## ENTRIES SUPPLIED
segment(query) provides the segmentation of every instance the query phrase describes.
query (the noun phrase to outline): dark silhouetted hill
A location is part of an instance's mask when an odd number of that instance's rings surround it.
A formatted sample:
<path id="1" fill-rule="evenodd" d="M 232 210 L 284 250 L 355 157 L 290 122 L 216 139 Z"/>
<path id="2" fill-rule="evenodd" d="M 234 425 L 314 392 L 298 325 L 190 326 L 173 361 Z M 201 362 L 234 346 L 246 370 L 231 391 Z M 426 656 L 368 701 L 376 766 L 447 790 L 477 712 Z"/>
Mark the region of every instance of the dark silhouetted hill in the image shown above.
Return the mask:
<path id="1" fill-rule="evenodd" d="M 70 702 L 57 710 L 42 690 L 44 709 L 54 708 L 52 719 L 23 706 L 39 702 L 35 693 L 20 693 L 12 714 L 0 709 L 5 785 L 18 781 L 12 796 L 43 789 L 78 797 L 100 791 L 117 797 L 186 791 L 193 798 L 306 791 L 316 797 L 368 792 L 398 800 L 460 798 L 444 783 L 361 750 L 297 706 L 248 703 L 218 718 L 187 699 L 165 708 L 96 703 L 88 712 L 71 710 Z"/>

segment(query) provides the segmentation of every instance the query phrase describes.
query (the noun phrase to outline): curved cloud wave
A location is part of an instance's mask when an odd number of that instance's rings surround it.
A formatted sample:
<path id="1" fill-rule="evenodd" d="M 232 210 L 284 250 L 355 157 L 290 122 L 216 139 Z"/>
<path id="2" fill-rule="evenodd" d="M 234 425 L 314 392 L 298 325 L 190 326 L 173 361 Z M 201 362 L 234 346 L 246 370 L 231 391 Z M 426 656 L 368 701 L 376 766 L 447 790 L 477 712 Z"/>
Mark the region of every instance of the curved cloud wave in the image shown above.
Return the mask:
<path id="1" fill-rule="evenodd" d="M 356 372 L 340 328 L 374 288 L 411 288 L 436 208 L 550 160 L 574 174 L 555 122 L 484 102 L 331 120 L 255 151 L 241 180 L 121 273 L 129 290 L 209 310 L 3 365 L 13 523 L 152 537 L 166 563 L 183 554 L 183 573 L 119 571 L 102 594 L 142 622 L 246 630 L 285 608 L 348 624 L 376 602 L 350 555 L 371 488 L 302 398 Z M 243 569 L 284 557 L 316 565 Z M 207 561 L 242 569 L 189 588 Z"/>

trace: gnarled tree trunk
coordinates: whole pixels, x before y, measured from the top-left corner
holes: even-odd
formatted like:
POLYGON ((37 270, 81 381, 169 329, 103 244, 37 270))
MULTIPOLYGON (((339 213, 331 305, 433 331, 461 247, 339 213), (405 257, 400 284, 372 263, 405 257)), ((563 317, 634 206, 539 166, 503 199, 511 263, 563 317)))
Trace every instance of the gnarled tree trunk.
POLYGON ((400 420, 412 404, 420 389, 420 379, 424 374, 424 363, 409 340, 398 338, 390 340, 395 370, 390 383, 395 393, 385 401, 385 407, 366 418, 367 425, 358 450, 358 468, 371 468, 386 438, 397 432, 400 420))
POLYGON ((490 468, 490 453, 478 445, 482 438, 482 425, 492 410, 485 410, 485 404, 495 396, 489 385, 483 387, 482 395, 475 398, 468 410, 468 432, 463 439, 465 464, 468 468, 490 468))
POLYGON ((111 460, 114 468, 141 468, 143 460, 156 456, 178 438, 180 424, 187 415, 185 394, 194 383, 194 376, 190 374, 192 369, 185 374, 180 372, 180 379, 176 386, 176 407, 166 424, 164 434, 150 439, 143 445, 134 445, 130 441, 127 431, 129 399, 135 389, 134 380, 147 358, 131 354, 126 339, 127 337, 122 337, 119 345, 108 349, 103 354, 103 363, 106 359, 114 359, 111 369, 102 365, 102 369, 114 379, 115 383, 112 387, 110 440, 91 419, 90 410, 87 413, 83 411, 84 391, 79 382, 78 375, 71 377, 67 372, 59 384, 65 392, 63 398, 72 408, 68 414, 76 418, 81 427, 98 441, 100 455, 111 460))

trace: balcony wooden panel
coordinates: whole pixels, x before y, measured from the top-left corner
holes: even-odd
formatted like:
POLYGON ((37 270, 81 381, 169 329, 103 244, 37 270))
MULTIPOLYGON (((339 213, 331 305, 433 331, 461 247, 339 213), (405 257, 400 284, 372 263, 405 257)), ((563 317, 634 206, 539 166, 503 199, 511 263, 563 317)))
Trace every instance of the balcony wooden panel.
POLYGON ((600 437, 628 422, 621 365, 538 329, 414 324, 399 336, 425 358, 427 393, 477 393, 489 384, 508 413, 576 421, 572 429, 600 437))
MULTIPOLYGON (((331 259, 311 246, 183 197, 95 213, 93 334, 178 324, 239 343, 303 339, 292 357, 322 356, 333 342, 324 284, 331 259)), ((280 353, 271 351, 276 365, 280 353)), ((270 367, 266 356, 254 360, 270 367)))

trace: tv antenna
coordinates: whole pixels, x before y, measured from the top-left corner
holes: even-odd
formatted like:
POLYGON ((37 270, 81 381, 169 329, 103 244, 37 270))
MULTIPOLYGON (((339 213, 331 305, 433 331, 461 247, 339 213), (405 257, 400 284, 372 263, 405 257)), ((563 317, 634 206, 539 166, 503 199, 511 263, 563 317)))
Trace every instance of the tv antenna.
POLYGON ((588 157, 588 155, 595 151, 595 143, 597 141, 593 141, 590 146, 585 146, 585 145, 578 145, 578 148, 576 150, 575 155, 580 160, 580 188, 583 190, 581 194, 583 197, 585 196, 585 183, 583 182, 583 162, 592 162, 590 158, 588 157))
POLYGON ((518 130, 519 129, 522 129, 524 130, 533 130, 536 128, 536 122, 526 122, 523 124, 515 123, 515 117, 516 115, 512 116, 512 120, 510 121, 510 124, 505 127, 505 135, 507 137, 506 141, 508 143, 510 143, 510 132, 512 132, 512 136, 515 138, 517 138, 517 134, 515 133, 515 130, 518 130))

## SET EXERCISE
Copy every line of the material above verbatim, with no changes.

## ANSWER
segment(query) provides the segmentation of every instance the query phrase describes.
query (the noun phrase to outline): dark silhouetted hill
A location is part of an instance's mask when an odd number of that instance's rings surround it.
A formatted sample:
<path id="1" fill-rule="evenodd" d="M 232 210 L 284 250 L 355 157 L 290 122 L 216 139 Z"/>
<path id="2" fill-rule="evenodd" d="M 234 425 L 314 392 L 298 325 L 190 326 L 173 361 Z M 201 362 L 234 346 L 246 370 L 231 391 Z M 426 656 L 368 701 L 376 766 L 447 790 L 477 712 Z"/>
Mark the region of every instance of the dark silhouetted hill in the image shown above.
Return the mask:
<path id="1" fill-rule="evenodd" d="M 70 702 L 57 710 L 42 690 L 44 709 L 54 708 L 52 719 L 23 706 L 39 702 L 35 693 L 20 693 L 12 714 L 0 709 L 5 785 L 18 781 L 12 796 L 43 789 L 78 797 L 100 791 L 117 797 L 186 791 L 193 798 L 306 791 L 316 797 L 368 792 L 398 800 L 460 798 L 444 783 L 361 750 L 297 706 L 248 703 L 218 718 L 187 699 L 165 708 L 96 703 L 88 712 L 71 710 Z"/>

segment(query) provides the segmentation of every instance the query phrase describes.
query (the noun phrase to outline): curved cloud wave
A location is part of an instance's mask when an odd number of that instance's rings surround it.
A formatted sample:
<path id="1" fill-rule="evenodd" d="M 232 210 L 284 250 L 355 157 L 290 122 L 216 139 Z"/>
<path id="2" fill-rule="evenodd" d="M 234 425 L 314 392 L 298 325 L 190 326 L 173 361 Z M 201 362 L 234 346 L 246 370 L 231 391 Z M 426 656 L 368 701 L 376 766 L 447 790 L 477 712 Z"/>
Mark the region of every instance of the curved cloud wave in the image shown above.
Return the mask:
<path id="1" fill-rule="evenodd" d="M 356 372 L 340 328 L 374 288 L 411 288 L 436 208 L 550 160 L 574 174 L 555 122 L 484 102 L 331 120 L 255 151 L 241 180 L 121 273 L 129 290 L 209 310 L 3 365 L 13 523 L 152 537 L 166 563 L 183 554 L 183 573 L 119 571 L 102 594 L 142 622 L 246 630 L 285 608 L 348 624 L 376 602 L 350 555 L 371 488 L 302 398 Z M 243 569 L 284 557 L 316 565 Z M 207 561 L 242 569 L 189 588 Z"/>

trace: gnarled tree trunk
coordinates: whole pixels, x before y, measured from the top-left corner
holes: even-odd
formatted like:
POLYGON ((37 270, 81 381, 169 329, 103 244, 37 270))
MULTIPOLYGON (((339 213, 331 305, 433 331, 461 247, 339 213), (405 257, 400 284, 372 263, 405 257)), ((563 317, 634 206, 539 166, 503 199, 511 263, 563 317)))
Trace every instance of the gnarled tree trunk.
POLYGON ((400 420, 412 404, 420 389, 420 379, 424 374, 424 363, 409 340, 398 338, 390 340, 395 370, 390 383, 395 393, 385 401, 385 407, 366 418, 367 425, 358 450, 358 468, 371 468, 386 438, 397 432, 400 420))
POLYGON ((490 468, 490 453, 478 445, 482 438, 482 425, 492 410, 485 410, 485 404, 495 396, 489 385, 483 387, 482 395, 475 398, 468 410, 468 432, 463 439, 465 464, 468 468, 490 468))
POLYGON ((111 460, 114 468, 141 468, 143 460, 156 456, 178 438, 180 424, 187 415, 185 394, 194 383, 194 376, 190 374, 192 369, 185 374, 180 372, 180 379, 176 386, 176 407, 166 424, 164 434, 150 439, 143 445, 134 445, 130 441, 127 431, 129 399, 135 389, 134 380, 147 358, 131 354, 126 339, 127 337, 122 337, 119 345, 108 349, 103 354, 103 363, 106 359, 114 359, 111 369, 102 365, 102 369, 114 379, 115 383, 112 387, 110 440, 91 419, 90 410, 87 413, 83 411, 84 391, 79 382, 78 375, 71 377, 67 372, 59 384, 65 392, 63 398, 72 408, 68 414, 76 418, 81 427, 98 441, 100 455, 111 460))

trace: balcony wooden panel
coordinates: whole pixels, x before y, measured from the top-left corner
holes: even-odd
formatted like:
POLYGON ((37 270, 81 381, 169 329, 103 244, 37 270))
MULTIPOLYGON (((339 213, 331 305, 433 331, 461 247, 339 213), (405 257, 400 284, 372 263, 405 257)), ((563 317, 634 206, 539 166, 503 199, 511 263, 563 317)))
Trace every instance of the balcony wooden panel.
POLYGON ((600 437, 628 422, 621 365, 538 329, 414 324, 399 336, 425 358, 427 393, 477 393, 489 384, 508 413, 576 421, 572 429, 600 437))
MULTIPOLYGON (((331 259, 311 246, 183 197, 95 213, 93 334, 178 324, 239 343, 303 339, 292 357, 322 356, 333 342, 324 284, 331 259)), ((280 353, 271 351, 276 365, 280 353)), ((270 367, 266 356, 254 360, 270 367)))

trace: tv antenna
coordinates: whole pixels, x before y, measured from the top-left corner
holes: even-odd
formatted like:
POLYGON ((37 270, 81 381, 169 329, 103 244, 37 270))
MULTIPOLYGON (((339 213, 331 305, 433 331, 461 247, 339 213), (405 257, 400 284, 372 263, 405 257)), ((563 317, 634 206, 539 166, 503 199, 511 263, 563 317)))
Trace every instance of the tv antenna.
POLYGON ((588 157, 588 155, 595 151, 595 143, 597 141, 593 141, 590 146, 585 146, 585 145, 578 145, 578 148, 576 150, 575 155, 580 160, 580 188, 583 190, 581 194, 583 197, 585 196, 585 183, 583 182, 583 162, 592 162, 590 158, 588 157))
POLYGON ((518 130, 519 129, 522 129, 524 130, 533 130, 536 128, 536 122, 526 122, 523 124, 515 123, 515 117, 516 115, 512 116, 512 120, 510 121, 510 124, 505 127, 505 135, 507 137, 506 141, 508 143, 510 143, 510 132, 512 132, 512 136, 515 138, 517 138, 517 134, 515 133, 515 130, 518 130))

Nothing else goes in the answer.